* START *

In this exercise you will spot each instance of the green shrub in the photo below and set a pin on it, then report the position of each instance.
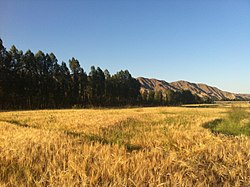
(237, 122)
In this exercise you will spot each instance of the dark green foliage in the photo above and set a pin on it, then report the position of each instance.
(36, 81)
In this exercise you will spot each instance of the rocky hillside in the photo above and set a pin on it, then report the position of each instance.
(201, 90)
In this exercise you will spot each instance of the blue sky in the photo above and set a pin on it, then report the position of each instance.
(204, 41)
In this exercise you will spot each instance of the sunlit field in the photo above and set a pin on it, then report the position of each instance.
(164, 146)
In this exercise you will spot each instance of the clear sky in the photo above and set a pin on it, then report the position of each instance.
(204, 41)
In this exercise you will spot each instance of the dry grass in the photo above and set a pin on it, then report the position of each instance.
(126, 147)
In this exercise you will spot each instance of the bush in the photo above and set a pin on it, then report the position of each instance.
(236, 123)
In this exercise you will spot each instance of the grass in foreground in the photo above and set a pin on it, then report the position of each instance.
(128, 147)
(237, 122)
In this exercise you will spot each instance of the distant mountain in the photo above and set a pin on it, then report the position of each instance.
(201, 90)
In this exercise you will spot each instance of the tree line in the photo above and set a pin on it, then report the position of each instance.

* END *
* START *

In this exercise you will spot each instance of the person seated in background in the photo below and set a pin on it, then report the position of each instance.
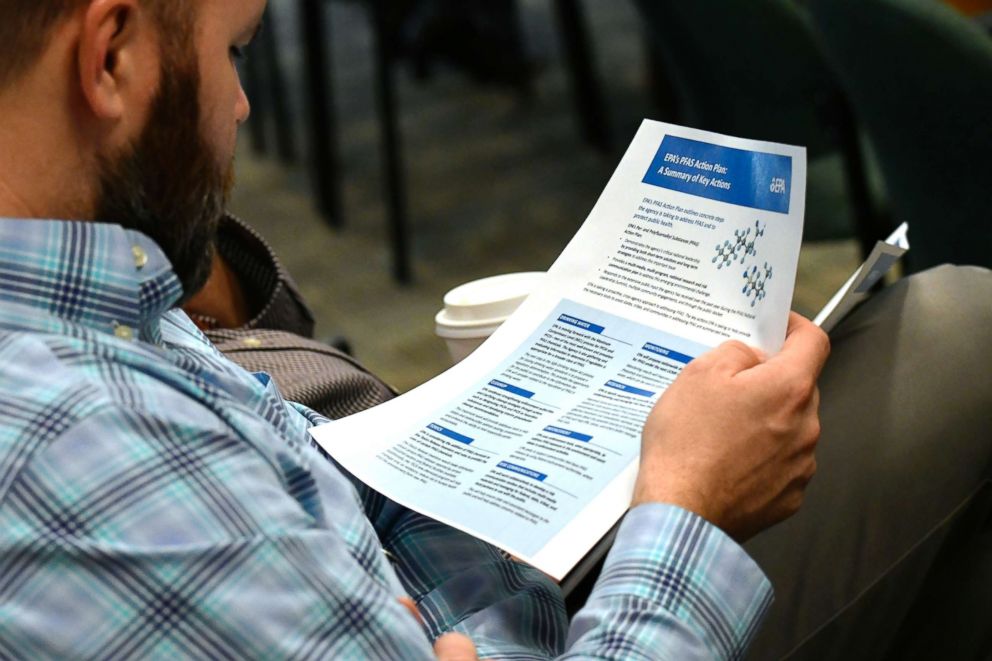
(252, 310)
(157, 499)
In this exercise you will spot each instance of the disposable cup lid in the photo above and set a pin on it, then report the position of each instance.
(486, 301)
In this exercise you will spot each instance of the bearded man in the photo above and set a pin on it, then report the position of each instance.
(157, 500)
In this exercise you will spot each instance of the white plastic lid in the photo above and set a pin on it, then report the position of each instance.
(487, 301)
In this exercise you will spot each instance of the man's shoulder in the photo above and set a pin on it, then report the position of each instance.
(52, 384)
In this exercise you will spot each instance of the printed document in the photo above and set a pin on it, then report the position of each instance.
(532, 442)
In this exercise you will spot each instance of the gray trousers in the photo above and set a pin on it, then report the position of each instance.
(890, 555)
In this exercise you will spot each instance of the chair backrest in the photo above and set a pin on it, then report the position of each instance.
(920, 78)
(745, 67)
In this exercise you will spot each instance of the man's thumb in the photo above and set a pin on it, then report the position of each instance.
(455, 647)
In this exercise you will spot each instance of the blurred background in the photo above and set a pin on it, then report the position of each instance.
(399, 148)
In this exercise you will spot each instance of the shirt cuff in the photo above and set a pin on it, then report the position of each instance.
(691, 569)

* END *

**To be done**
Offset every coordinate value in the answers by 134 and write out again the stretch of entries from the line containing "In this exercise you will spot each instance of the dry" through the line containing "In this exercise you will spot each instance of the tree". Keep each request in place and leave its wording unchanged.

**Solution**
In this exercise you will spot each instance of the dry grass in the photo above and set a pin on it, then report the position of each instance.
(260, 281)
In this exercise you will spot each instance of the bush in the photo above and set a pin on it, then report the position of each instance.
(370, 257)
In this exercise you will spot each instance of the grass in foreground in the photo above and set a pin on it, then report the position of each instance.
(262, 281)
(371, 256)
In this exercise you will spot each instance of the distant mountain in the photo above and set a pin on it, then report the position of each instance.
(335, 224)
In this exercise you will spot each instance of the tree line in the photo above and set a pin on it, then report the position of each instance.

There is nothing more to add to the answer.